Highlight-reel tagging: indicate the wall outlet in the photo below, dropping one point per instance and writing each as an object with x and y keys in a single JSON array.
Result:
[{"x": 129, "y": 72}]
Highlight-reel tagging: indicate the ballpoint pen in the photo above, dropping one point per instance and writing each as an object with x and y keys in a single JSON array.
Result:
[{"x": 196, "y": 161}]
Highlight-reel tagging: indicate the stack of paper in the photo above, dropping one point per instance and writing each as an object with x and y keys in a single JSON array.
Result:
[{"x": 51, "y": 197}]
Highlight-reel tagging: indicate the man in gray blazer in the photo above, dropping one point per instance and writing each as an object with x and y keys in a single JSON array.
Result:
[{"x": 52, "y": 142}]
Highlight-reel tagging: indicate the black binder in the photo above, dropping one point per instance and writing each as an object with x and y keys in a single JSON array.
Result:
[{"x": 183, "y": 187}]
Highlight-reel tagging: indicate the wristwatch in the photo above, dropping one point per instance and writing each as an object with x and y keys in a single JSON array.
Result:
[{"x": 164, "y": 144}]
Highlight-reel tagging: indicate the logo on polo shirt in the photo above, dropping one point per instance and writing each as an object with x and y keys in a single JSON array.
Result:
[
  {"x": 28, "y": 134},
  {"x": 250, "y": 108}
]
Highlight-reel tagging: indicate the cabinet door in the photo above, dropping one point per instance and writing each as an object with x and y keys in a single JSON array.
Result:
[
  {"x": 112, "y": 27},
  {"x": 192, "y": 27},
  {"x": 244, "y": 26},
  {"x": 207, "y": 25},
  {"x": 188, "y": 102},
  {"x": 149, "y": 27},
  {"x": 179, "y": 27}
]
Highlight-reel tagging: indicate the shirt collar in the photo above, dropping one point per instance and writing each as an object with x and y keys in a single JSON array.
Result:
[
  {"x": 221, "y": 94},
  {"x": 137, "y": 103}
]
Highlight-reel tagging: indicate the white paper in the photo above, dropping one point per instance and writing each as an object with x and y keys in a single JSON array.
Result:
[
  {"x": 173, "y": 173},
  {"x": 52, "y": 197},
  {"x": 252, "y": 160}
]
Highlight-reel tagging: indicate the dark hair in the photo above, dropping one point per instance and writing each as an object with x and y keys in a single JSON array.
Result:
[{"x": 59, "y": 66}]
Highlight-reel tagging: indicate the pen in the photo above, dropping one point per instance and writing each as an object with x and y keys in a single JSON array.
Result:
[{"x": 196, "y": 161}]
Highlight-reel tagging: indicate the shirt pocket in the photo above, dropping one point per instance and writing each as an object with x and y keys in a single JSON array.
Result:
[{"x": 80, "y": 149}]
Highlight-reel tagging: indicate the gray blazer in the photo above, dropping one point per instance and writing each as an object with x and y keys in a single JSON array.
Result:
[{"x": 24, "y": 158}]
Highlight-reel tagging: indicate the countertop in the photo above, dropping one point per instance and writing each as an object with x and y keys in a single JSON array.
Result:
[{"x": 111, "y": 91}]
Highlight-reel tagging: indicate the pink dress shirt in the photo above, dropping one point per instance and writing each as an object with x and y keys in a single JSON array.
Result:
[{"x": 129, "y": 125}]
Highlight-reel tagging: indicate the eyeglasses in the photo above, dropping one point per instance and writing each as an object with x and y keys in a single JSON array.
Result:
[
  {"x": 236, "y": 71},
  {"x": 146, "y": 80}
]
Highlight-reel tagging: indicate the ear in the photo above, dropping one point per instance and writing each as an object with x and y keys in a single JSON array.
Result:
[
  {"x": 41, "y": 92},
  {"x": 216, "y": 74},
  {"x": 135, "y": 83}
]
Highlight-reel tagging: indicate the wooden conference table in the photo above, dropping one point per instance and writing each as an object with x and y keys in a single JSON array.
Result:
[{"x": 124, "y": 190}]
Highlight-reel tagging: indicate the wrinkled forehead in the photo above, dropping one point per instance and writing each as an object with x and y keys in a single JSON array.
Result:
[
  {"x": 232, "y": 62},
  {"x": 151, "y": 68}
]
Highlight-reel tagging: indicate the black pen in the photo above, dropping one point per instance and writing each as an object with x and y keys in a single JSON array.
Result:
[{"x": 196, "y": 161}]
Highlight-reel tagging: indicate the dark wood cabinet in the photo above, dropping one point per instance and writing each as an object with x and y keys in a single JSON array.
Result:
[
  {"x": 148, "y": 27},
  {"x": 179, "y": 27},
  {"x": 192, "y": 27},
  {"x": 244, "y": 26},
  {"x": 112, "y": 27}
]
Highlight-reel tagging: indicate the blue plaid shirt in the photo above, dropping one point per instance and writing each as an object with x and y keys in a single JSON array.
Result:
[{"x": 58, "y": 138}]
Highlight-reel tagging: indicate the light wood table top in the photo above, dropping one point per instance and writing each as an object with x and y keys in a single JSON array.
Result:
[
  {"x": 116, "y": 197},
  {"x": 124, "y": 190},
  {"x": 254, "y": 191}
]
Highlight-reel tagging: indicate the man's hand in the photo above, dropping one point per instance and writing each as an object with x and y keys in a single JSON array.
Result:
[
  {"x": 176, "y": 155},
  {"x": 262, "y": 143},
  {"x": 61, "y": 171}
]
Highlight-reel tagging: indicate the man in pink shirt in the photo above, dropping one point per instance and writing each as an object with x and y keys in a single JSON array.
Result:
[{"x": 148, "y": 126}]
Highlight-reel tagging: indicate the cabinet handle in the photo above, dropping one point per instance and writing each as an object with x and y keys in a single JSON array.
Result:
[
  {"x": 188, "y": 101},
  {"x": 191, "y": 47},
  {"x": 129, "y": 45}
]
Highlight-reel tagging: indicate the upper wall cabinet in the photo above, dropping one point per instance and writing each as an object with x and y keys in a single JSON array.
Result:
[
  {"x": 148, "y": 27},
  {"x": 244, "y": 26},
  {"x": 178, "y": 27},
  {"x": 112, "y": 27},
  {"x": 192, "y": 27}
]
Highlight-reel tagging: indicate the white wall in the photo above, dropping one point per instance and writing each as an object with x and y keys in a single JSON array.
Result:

Activity
Please write out every record shown above exactly as it reads.

Solution for this problem
Highlight-reel tagging: indicate the wall outlet in the photo below, dropping one point per instance and writing each as an object with x and y keys in a single JSON array.
Result:
[{"x": 129, "y": 72}]
Highlight-reel tagging: indicate the ballpoint pen in the photo above, dropping one point per instance and writing each as an object with x and y keys in a single JSON array.
Result:
[{"x": 196, "y": 161}]
Highlight-reel tagging: indicate the stack of paper in the photo above, dropping one point per instance and writing each as an object with x and y keys in a single JSON array.
Result:
[{"x": 51, "y": 197}]
Highlight-reel tagging: indicate the man in gray blazer in the photo above, dropping one point per instance and writing each as an object with x and y keys in a single JSON array.
Result:
[{"x": 52, "y": 142}]
Highlight-reel tagging: indicate the black binder in the photo above, dropping one point per instance and writing each as an object with x and y keys in a single JSON array.
Result:
[{"x": 183, "y": 187}]
Highlight-reel tagging: indicate the wristwatch in the photo above, dropping one point per instance and writing each as an object with x and y keys in a single JSON array.
Result:
[{"x": 164, "y": 144}]
Highlight-reel tagging: indicate the logo on polo shirt in the photo above, dropping one point per instance and writing each as an object with x and y keys in a single JSON array.
Result:
[
  {"x": 28, "y": 134},
  {"x": 250, "y": 108}
]
Highlight-reel tagging: indicate the cabinet door in the photo above, dropping one point per instance and writing each as an object with x and y keys in a single JSON array.
Result:
[
  {"x": 112, "y": 27},
  {"x": 192, "y": 27},
  {"x": 244, "y": 26},
  {"x": 207, "y": 25},
  {"x": 188, "y": 102},
  {"x": 149, "y": 27},
  {"x": 179, "y": 27}
]
Highlight-reel tagging: indicate the shirt collar in the photo above, dropping one point per instance and writing each as an object with x and y keys in a single JSON array.
Result:
[
  {"x": 221, "y": 94},
  {"x": 137, "y": 103}
]
Highlight-reel tagging: indicate the white paper in the photo above, dropping one point per instance and writing each as an object with x and y keys in a single JSON array.
Result:
[
  {"x": 173, "y": 173},
  {"x": 52, "y": 197},
  {"x": 252, "y": 160}
]
Highlight-reel tagging: indicate the dark hair in the photo above, dropping one point per instance and writing each as an object with x and y keys in a single JSON array.
Result:
[{"x": 59, "y": 66}]
Highlight-reel tagging: indicate the pen in the photo above, dropping one point per instance and writing each as an object with x and y keys in a single JSON array.
Result:
[{"x": 196, "y": 161}]
Highlight-reel tagging: indicate the shirt pocket in the photo above, dropping one point per instance and writing each as an object with x and y keys in a single JSON array.
Result:
[{"x": 80, "y": 149}]
Highlight-reel tagging: indicate the gray blazer in the photo above, dropping one point per instance and writing each as an object with x and y keys in a single JSON array.
Result:
[{"x": 24, "y": 158}]
Highlight-reel tagging: indicate the countertop in the photo above, dropping one point per instance and writing each as an object with x and y keys in a single JSON array.
Result:
[{"x": 111, "y": 91}]
Highlight-reel tagging: indicate the pink dress shirt in the photo above, dropping one point per instance and writing each as an object with x and y keys in a single JSON array.
Result:
[{"x": 129, "y": 125}]
Highlight-reel tagging: indicate the eyeglasses in the photo above, dropping one point per instance and writing each as an object with x and y keys in a single JSON array.
Result:
[
  {"x": 236, "y": 71},
  {"x": 146, "y": 80}
]
Highlight-reel tagging: indicate the ear in the photo above, dropping one point per instance and writing each as an object with x and y keys in a single JSON array.
Result:
[
  {"x": 41, "y": 92},
  {"x": 216, "y": 74},
  {"x": 135, "y": 83}
]
Highlight-reel tagging: indicate the wooden conference table in the photo above, dropping one point per instance and writing each as an object with x and y keys in a single JSON array.
Result:
[{"x": 124, "y": 190}]
Highlight-reel tagging: indicate the wrinkled forehead in the photo above, dropping one point per instance and writing each as an object with x and y keys in a single JSON array.
Result:
[
  {"x": 232, "y": 62},
  {"x": 151, "y": 68}
]
Highlight-reel tagging: indicate the black pen in the photo above, dropping one point per instance and writing each as an object with x and y keys in a single JSON array.
Result:
[{"x": 196, "y": 161}]
Highlight-reel tagging: indicate the dark wood cabinet in the photo above, dropping one point per instance and writing each as an object with x and y keys in a single JSON array.
Result:
[
  {"x": 148, "y": 27},
  {"x": 179, "y": 27},
  {"x": 192, "y": 27},
  {"x": 244, "y": 26},
  {"x": 112, "y": 27}
]
Highlight-reel tagging: indicate the blue plaid shirt in the photo above, dropping one point per instance and writing each as an object with x and y keys in a single JSON array.
Result:
[{"x": 58, "y": 138}]
Highlight-reel tagging: indicate the light wood table top in the photo above, dropping one point per instance and writing each as an object with x and y keys in a single JSON array.
Result:
[
  {"x": 116, "y": 197},
  {"x": 124, "y": 190},
  {"x": 254, "y": 191}
]
Highlight-reel tagging: indicate the man's hand in the photo above, dropping one point per instance and writing each as an object with x and y keys in a single JSON array.
Result:
[
  {"x": 176, "y": 155},
  {"x": 262, "y": 143},
  {"x": 61, "y": 171}
]
Highlight-reel tagging: indicate the man in pink shirt in the photo above, dropping one point per instance and writing each as an object with x and y keys in a single JSON array.
Result:
[{"x": 148, "y": 126}]
Highlight-reel tagging: indicate the cabinet handle in the photo above, dropping one point per instance and writing each as an object with x and y keys in a single JSON array.
Result:
[
  {"x": 188, "y": 101},
  {"x": 191, "y": 47},
  {"x": 129, "y": 45}
]
Highlight-reel tagging: indicate the upper wall cabinet in the photo above, dropping one point per instance and writing each as an object with x and y keys in a single JSON array.
Result:
[
  {"x": 148, "y": 27},
  {"x": 244, "y": 26},
  {"x": 178, "y": 27},
  {"x": 112, "y": 27},
  {"x": 192, "y": 27}
]
Highlight-reel tagging: indicate the white wall in the photo above, dropping one point per instance and writing each as an object with x and y keys in a single JSON array.
Result:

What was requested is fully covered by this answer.